Problem to work on
Please reproduce each line of the data below as it stands.

(Collected data)
====================

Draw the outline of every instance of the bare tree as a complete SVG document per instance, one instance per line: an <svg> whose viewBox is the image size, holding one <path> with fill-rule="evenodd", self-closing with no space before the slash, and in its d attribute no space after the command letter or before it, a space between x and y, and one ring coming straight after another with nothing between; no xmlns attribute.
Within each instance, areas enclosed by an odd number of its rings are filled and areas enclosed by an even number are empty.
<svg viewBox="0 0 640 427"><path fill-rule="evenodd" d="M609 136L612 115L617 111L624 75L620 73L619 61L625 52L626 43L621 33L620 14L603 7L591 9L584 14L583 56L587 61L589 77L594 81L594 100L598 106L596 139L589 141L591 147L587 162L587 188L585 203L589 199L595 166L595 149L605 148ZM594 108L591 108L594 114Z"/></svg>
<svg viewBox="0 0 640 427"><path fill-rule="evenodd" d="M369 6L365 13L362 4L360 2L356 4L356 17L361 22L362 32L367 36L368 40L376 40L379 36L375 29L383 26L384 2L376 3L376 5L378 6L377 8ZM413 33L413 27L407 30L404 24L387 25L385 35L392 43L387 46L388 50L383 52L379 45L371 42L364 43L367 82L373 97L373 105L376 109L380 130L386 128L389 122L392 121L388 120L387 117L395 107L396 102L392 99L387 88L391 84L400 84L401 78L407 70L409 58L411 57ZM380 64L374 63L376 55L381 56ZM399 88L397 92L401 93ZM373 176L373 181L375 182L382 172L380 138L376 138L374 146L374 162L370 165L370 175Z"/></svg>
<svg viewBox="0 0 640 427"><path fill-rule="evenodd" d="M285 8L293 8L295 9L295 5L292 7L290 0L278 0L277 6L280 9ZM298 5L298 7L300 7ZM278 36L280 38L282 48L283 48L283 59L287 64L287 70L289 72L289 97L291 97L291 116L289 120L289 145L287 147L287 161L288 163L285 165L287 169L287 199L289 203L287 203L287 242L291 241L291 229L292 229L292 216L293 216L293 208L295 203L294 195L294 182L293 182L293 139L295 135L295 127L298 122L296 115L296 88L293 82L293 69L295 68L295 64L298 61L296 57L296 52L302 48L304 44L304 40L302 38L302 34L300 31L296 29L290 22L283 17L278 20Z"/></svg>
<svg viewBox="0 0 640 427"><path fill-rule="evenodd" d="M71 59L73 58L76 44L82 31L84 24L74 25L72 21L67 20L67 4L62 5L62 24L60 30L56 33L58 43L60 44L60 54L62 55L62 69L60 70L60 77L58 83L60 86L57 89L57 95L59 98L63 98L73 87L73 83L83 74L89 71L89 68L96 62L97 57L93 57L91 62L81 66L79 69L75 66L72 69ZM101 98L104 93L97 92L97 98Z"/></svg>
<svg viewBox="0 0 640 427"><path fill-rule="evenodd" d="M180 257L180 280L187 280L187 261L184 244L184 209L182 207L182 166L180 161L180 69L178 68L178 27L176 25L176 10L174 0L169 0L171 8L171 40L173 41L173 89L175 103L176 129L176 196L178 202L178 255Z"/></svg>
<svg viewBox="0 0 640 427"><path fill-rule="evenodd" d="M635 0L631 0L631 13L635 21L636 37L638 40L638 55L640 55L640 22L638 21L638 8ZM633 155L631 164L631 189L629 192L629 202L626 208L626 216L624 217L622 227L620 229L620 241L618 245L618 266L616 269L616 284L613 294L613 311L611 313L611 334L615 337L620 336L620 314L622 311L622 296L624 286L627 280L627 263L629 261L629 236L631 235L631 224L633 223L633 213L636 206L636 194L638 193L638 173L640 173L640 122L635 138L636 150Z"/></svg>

====================

Answer to this exercise
Draw the outline of every instance of the bare tree as a complete SVG document per instance, one instance per line: an <svg> whose viewBox is the image size, holding one <path> with fill-rule="evenodd", self-closing with no space before the slash, and in its d attribute no space after the command letter or before it, a space between x and y, and one ring coming straight after another with nothing between; no xmlns attribute.
Within each instance, areas enclosed by an odd number of its rings are filled and areas enclosed by an even number are empty.
<svg viewBox="0 0 640 427"><path fill-rule="evenodd" d="M609 136L612 115L617 111L624 75L620 73L619 61L625 52L626 43L621 33L620 14L603 7L591 9L584 14L583 56L587 61L589 77L594 81L594 100L598 106L596 139L589 141L591 147L587 162L587 188L585 203L589 199L595 166L595 149L605 148ZM594 108L591 108L594 114Z"/></svg>
<svg viewBox="0 0 640 427"><path fill-rule="evenodd" d="M369 6L365 13L362 4L360 2L356 4L356 17L361 22L362 32L367 36L368 40L376 40L379 36L375 29L383 26L384 2L376 3L376 5L378 6L377 8ZM413 33L413 27L407 30L404 24L387 25L385 35L392 43L387 46L388 50L383 52L379 45L371 42L364 43L367 82L373 97L373 105L376 109L380 130L386 128L389 122L392 121L388 120L387 117L395 107L396 102L392 99L387 88L391 84L400 84L401 78L407 70L409 58L411 57ZM380 64L374 63L376 55L381 56ZM399 88L397 92L401 93ZM373 176L373 181L375 182L382 172L380 138L376 138L374 146L374 162L370 165L370 175Z"/></svg>
<svg viewBox="0 0 640 427"><path fill-rule="evenodd" d="M285 8L293 8L295 9L295 5L292 7L290 0L278 0L277 6L280 9ZM298 5L298 7L300 7ZM278 36L280 38L282 48L283 48L283 59L287 64L287 70L289 72L289 97L291 97L291 116L289 120L289 145L287 147L287 161L288 163L285 165L287 169L287 199L289 203L287 203L287 242L291 241L291 229L292 229L292 216L293 216L293 208L295 203L294 195L294 182L293 182L293 139L295 135L295 127L298 122L296 115L296 88L293 82L293 69L295 68L295 64L298 61L296 57L296 52L302 48L304 44L304 40L302 38L302 34L300 31L296 29L290 22L283 17L278 20Z"/></svg>
<svg viewBox="0 0 640 427"><path fill-rule="evenodd" d="M71 59L73 58L76 44L82 31L84 24L74 25L72 21L67 20L67 4L62 5L62 24L60 30L56 33L58 43L60 44L60 54L62 55L62 69L60 70L60 77L58 83L60 86L57 89L57 95L59 98L63 98L73 87L73 83L83 74L89 71L89 68L96 62L97 57L93 57L91 62L81 66L79 69L75 66L72 69ZM101 98L104 93L97 92L97 98Z"/></svg>
<svg viewBox="0 0 640 427"><path fill-rule="evenodd" d="M180 257L180 280L187 280L187 261L184 244L184 209L182 207L182 166L180 161L180 69L178 68L178 27L176 25L176 10L174 0L169 0L171 8L171 40L173 41L173 89L175 103L176 129L176 196L178 202L178 255Z"/></svg>
<svg viewBox="0 0 640 427"><path fill-rule="evenodd" d="M635 0L631 0L631 13L635 21L636 37L638 40L638 55L640 55L640 22L638 21L638 8ZM633 155L631 164L631 189L629 192L629 202L626 208L626 216L624 217L622 227L620 229L620 241L618 245L618 266L616 269L616 284L613 294L613 311L611 313L611 334L615 337L620 336L620 314L622 311L622 296L624 286L627 280L627 263L629 261L629 236L631 235L631 224L633 223L633 213L636 206L636 194L638 193L638 173L640 173L640 122L635 138L636 150Z"/></svg>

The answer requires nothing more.